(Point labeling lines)

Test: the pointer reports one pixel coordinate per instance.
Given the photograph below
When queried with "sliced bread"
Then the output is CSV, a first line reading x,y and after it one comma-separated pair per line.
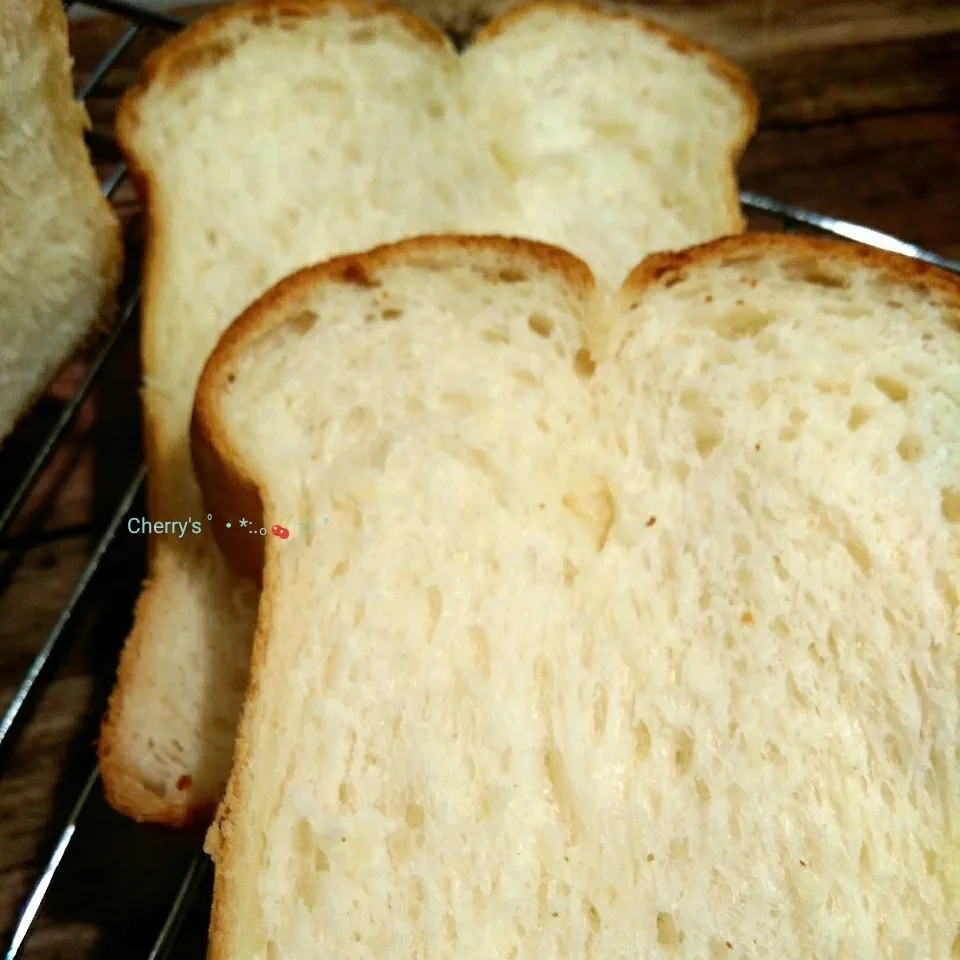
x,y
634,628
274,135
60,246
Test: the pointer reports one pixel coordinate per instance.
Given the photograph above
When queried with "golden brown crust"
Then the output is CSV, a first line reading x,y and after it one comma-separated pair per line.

● **Objective**
Please write out the lines above exactly, leaving out the picture.

● **Task result**
Test: the pointer reports one pixel coordinate per instance.
Given the photograph below
When queried with "sliced bread"
Then the output is CSV, a first line reading x,y and after it one comma-separated pair per line.
x,y
634,628
274,135
60,246
Test: the pointer reports one pixel coordinate per instance.
Given the photograph above
When queried with "golden brown crust"
Then the output is CSV, a first line reading x,y and after it one comma-separated pair per line.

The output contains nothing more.